[START DATA TO PROCESS]
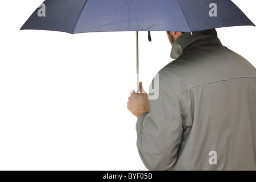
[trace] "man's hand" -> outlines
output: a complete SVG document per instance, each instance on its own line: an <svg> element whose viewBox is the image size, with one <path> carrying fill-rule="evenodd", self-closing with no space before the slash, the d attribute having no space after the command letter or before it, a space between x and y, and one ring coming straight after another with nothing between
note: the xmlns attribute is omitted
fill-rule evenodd
<svg viewBox="0 0 256 182"><path fill-rule="evenodd" d="M142 87L142 83L139 82L139 93L132 90L131 96L128 98L127 108L138 118L145 112L150 112L149 96Z"/></svg>

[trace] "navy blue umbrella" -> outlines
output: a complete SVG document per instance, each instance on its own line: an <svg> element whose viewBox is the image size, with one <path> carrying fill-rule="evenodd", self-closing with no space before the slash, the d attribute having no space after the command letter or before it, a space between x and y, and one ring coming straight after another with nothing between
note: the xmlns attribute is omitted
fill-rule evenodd
<svg viewBox="0 0 256 182"><path fill-rule="evenodd" d="M198 31L255 24L230 0L46 0L21 30ZM138 90L138 86L137 86Z"/></svg>

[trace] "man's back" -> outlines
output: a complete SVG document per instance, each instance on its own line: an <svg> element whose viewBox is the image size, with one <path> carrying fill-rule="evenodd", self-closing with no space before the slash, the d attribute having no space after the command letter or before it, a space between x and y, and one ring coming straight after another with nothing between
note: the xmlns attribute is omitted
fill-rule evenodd
<svg viewBox="0 0 256 182"><path fill-rule="evenodd" d="M159 72L159 90L165 91L158 101L150 100L151 113L167 107L171 117L151 169L256 169L256 69L223 46L215 30L205 34L181 35L173 46L176 60ZM176 99L165 104L159 101L163 97ZM164 119L156 115L153 111L145 119L158 125ZM142 160L150 164L143 139L138 138L138 147Z"/></svg>

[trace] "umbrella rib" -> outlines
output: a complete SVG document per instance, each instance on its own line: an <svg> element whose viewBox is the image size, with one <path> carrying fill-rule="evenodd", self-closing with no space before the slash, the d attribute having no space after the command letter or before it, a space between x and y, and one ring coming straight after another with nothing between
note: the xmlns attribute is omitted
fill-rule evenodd
<svg viewBox="0 0 256 182"><path fill-rule="evenodd" d="M190 32L191 32L191 33L192 34L192 32L191 32L191 30L190 26L189 26L189 22L187 22L187 17L186 16L185 14L184 13L185 11L183 11L182 3L179 0L177 0L177 1L178 1L178 3L179 5L179 7L181 7L181 11L182 11L183 15L184 15L184 17L185 17L185 18L186 19L186 22L187 22L187 26L189 26L189 30L190 30Z"/></svg>
<svg viewBox="0 0 256 182"><path fill-rule="evenodd" d="M77 22L78 22L78 20L80 18L80 16L82 14L82 12L83 11L83 9L85 8L85 5L86 5L86 3L89 0L86 0L85 5L83 5L83 8L81 9L81 12L80 12L80 14L79 15L78 18L77 18L77 22L75 23L75 26L74 27L74 29L73 29L72 34L75 34L75 27L77 27Z"/></svg>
[END DATA TO PROCESS]
PROBLEM TO SOLVE:
Write out every one of the rows above exactly as they appear, omitting the pictures.

PROBLEM SOLUTION:
[trace] "man's hand" -> outlines
output: a complete SVG document per instance, each instance on its own line: an <svg> element whose viewBox is the image size, with one <path> carrying fill-rule="evenodd", self-closing with no space before the slash, the d attribute having no space after the command letter or before it, a space between x and y, and one ring coming straight after another with nothing between
note: the xmlns attribute is omitted
fill-rule evenodd
<svg viewBox="0 0 256 182"><path fill-rule="evenodd" d="M142 87L142 83L139 82L139 93L132 90L131 96L128 98L127 108L138 118L145 112L150 112L149 96Z"/></svg>

[trace] "navy blue umbrella" -> outlines
output: a complete SVG document per instance, each instance on its own line: an <svg> element whose viewBox is the image size, with one <path> carrying fill-rule="evenodd", self-closing with no space before the slash, the d attribute having no space after the command letter or before it, a space between x and y, and one ring coming straight after another with nothing between
note: the xmlns attribute is omitted
fill-rule evenodd
<svg viewBox="0 0 256 182"><path fill-rule="evenodd" d="M198 31L255 24L230 0L46 0L21 30ZM138 90L138 86L137 86Z"/></svg>

[trace] "man's back" -> outlines
output: a complete SVG document per instance, each instance on its own line: an <svg> element whose viewBox is the image size, with one <path> carrying fill-rule="evenodd", self-closing with no space before the slash, the d attribute having no space after the command letter or before it, a space between x and y, and one ring coming straight after another with nothing between
note: the xmlns attribute is omitted
fill-rule evenodd
<svg viewBox="0 0 256 182"><path fill-rule="evenodd" d="M159 72L159 90L165 91L158 101L150 100L151 113L167 107L171 117L151 169L256 169L256 69L223 46L215 30L205 34L181 35L173 46L176 60ZM176 99L165 104L159 101L163 97ZM164 119L156 115L153 111L145 119L158 125ZM142 160L150 164L143 139L138 138L138 147Z"/></svg>

[trace] "umbrella rib" -> outlines
output: a complete SVG document per instance, each instance on its own line: an <svg> element whose viewBox is the image size, with one <path> carrying fill-rule="evenodd", self-closing with no space before the slash, the d attribute having no space after the command letter or before it, a space between x and y, and one ring coming straight after another with nothing between
note: the xmlns attribute is omitted
fill-rule evenodd
<svg viewBox="0 0 256 182"><path fill-rule="evenodd" d="M190 32L191 32L191 33L192 34L192 32L191 32L191 30L190 26L189 26L189 22L187 22L187 17L186 16L185 14L184 13L185 11L183 11L182 3L179 0L177 0L177 1L178 1L178 3L179 5L179 7L181 7L181 11L182 11L183 15L184 15L184 17L185 17L185 18L186 19L186 22L187 22L187 26L189 26L189 30L190 30Z"/></svg>
<svg viewBox="0 0 256 182"><path fill-rule="evenodd" d="M77 22L78 22L78 20L80 18L80 16L82 14L82 12L83 11L83 9L85 8L85 5L86 5L86 3L89 0L86 0L85 5L83 5L83 8L81 9L81 12L80 12L80 14L79 15L78 18L77 18L77 22L75 23L75 26L74 27L74 29L73 29L72 34L75 34L75 27L77 27Z"/></svg>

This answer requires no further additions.